• _PROMPT 1_: Retype the passage of the article on education reform word for word, beginning at the words "Although numerous states" and stopping after the words "during the past decade.".
• _PROMPT 2_: Summarize the article on systemic education reform in two sentences.

Efforts to improve American education are at an impasse. Some schools excel but many others struggle. Policymakers respond by introducing new policies and regulations aimed at “fixing” all schools, whether they need it or not. Some of the top schools figure out how to use (or subvert) the system and continue to excel. Other schools, weighed down by the constant demands of “bucking the system,” slip into mediocrity. Still others are so troubled that they are unable to satisfy the system's demands for accountability and appear destined for continued failure.
While public schools have always varied in quality, the demands placed on the education system have risen substantially in the past decade. Instead of being charged with ensuring students' minimum competence, schools are now being asked to dramatically increase the level of performance of all their pupils. As a result, more and more policymakers are turning their attention to a central issue: can America's entire education system (actually composed of thousands of smaller systems) be rebuilt to ensure that schools educating students to world-class standards will be the norm rather than the exception? Moreover, can the education system begin to encourage, rather than thwart, the pockets of change and innovation already in existence—and help other schools to do the same?
Advocates of systemic change (or systemic reform, as some call it) believe that no amount of fine-tuning will result in large numbers of schools capable of meeting future demands. Instead, they assert, the education system itself must be rebuilt to support, encourage—and demand—that schools meet new, higher standards of performance. And that, experts say, will entail turning a fundamentally conservative public institution into one able to continually transform and renew itself.
The United States has embarked on an “untried effort to create a new and different system of education,” suggests Frank Newman, president of the Education Commission of the States (ECS). The question, he believes, is: “Can publicly operated enterprises become exciting, performance-oriented, efficient, change-oriented” institutions?
Lessons from the 1980s
The current push for systemic change in education is strongly influenced by the lessons from state-led education reform during the 1980s. In state after state following the publication of A Nation at Risk (National Commission on Excellence in Education 1983), legislatures passed volumes of new education regulations and policies. But even if those reforms could be considered “comprehensive,” critics say, they frequently failed to spur systemwide improvement.
Although numerous states enacted omnibus education bills, “they were individual pieces of legislation,” explains Susan Fuhrman, who directs the Consortium for Policy Research in Education (CPRE). “They weren't substantively connected, and they were frequently contradictory.” For example, she says, some states passed legislation raising the standards for entry into the teaching force—while also setting up “loopholes” of emergency certification for shortage areas. Others passed laws mandating new basic skills tests while mouthing support for higher-order thinking skills.
Fuhrman believes the unclear signals about what schools should achieve, combined with the lack of a supportive policy structure for schools trying to improve, helped to prevent widespread school improvement during the past decade.
“There's a lot of frustration at the school level about having to deal with conflicting demands,” says Fuhrman. Moreover, “while many entrepreneurial schools managed to ignore the chaos and do what they wanted, they generally were not able to sustain their efforts over time. They just got tired of bucking the system.” Finally, “because the system did not support school-based improvement, we never found a way to spread the terrific things going on in individual schools.
“I see systemic reform as a way to support the kind of school-based reform that has a lot of people very energized,” Fuhrman adds.

• _INFORMATION PROVIDED_:
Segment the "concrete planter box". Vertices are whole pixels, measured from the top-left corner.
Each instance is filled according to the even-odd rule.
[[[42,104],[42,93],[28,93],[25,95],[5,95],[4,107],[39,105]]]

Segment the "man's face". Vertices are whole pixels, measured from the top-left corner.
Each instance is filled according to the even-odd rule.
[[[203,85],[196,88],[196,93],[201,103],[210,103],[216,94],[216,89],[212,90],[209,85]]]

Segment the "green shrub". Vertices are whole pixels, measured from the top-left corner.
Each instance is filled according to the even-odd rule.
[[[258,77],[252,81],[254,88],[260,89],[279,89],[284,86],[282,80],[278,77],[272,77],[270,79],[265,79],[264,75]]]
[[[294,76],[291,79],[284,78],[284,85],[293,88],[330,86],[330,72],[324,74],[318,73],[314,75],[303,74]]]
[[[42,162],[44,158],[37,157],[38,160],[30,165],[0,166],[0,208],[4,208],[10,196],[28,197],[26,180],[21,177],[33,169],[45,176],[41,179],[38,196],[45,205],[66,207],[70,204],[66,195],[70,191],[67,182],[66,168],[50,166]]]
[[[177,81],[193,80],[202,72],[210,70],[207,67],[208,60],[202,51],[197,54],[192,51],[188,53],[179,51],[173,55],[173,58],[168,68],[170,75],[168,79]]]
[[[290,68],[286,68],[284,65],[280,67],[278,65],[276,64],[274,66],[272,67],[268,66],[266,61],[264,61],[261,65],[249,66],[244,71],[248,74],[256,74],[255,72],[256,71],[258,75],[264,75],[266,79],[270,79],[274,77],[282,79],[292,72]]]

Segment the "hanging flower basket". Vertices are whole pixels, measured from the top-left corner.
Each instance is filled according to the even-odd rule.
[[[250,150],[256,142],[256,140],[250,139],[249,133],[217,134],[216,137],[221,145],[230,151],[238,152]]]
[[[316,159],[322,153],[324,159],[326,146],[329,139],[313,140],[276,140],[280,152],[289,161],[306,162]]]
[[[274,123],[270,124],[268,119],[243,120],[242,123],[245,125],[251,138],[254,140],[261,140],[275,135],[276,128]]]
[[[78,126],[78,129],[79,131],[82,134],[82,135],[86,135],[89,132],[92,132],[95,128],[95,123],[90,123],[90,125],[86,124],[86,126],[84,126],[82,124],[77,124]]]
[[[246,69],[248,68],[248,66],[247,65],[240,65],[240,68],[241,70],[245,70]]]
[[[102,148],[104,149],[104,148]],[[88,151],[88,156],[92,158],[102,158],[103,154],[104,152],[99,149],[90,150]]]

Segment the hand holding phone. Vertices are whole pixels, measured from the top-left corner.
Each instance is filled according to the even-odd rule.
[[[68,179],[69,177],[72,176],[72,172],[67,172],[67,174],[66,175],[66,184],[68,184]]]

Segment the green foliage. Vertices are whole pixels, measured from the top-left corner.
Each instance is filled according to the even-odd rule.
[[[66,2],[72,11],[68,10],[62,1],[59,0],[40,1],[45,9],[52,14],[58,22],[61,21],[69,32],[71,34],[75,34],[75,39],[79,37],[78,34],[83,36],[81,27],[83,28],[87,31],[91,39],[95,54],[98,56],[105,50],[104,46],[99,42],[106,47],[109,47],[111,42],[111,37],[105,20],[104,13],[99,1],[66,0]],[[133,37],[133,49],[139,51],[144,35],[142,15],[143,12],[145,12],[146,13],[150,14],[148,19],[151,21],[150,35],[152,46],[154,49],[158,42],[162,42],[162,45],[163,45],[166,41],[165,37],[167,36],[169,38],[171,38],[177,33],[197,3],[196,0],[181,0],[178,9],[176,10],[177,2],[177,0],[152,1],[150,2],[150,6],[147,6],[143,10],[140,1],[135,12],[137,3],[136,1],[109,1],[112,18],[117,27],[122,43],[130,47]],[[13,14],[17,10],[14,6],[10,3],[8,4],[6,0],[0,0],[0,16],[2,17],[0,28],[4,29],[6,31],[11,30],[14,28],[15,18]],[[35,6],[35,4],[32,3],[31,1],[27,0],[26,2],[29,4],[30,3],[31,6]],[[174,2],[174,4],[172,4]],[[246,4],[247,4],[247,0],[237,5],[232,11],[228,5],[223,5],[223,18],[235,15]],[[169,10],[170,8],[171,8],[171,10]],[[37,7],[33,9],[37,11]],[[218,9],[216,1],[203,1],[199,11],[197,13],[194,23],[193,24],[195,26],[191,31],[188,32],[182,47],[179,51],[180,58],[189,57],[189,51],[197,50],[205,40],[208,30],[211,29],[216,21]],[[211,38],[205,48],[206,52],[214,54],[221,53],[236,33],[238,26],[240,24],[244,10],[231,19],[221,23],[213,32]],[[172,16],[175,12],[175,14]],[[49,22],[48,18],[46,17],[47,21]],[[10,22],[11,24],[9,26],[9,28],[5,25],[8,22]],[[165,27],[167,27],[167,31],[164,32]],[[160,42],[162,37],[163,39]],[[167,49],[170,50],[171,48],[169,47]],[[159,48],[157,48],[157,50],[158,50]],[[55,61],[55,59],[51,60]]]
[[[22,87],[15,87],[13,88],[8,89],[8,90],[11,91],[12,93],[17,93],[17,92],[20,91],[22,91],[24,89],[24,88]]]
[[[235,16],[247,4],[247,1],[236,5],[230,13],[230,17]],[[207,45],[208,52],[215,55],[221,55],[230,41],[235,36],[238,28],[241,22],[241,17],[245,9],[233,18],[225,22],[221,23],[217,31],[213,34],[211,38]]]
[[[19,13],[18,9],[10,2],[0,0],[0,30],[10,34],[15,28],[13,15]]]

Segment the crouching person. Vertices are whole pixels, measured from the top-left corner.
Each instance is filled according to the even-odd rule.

• _FINAL RESULT 1_:
Although numerous states enacted omnibus education bills, “they were individual pieces of legislation,” explains Susan Fuhrman, who directs the Consortium for Policy Research in Education (CPRE). “They weren't substantively connected, and they were frequently contradictory.” For example, she says, some states passed legislation raising the standards for entry into the teaching force—while also setting up “loopholes” of emergency certification for shortage areas. Others passed laws mandating new basic skills tests while mouthing support for higher-order thinking skills.
Fuhrman believes the unclear signals about what schools should achieve, combined with the lack of a supportive policy structure for schools trying to improve, helped to prevent widespread school improvement during the past decade.

• _FINAL RESULT 2_: American schools vary in quality, and advocates of systemic change argue that fine-tuning will not produce large numbers of schools able to meet future demands, so the education system itself must be rebuilt to support and demand higher standards of performance. This push draws on lessons from the 1980s, when states passed disconnected and often contradictory reforms that failed to spur systemwide improvement and left innovative schools unable to sustain or spread their efforts.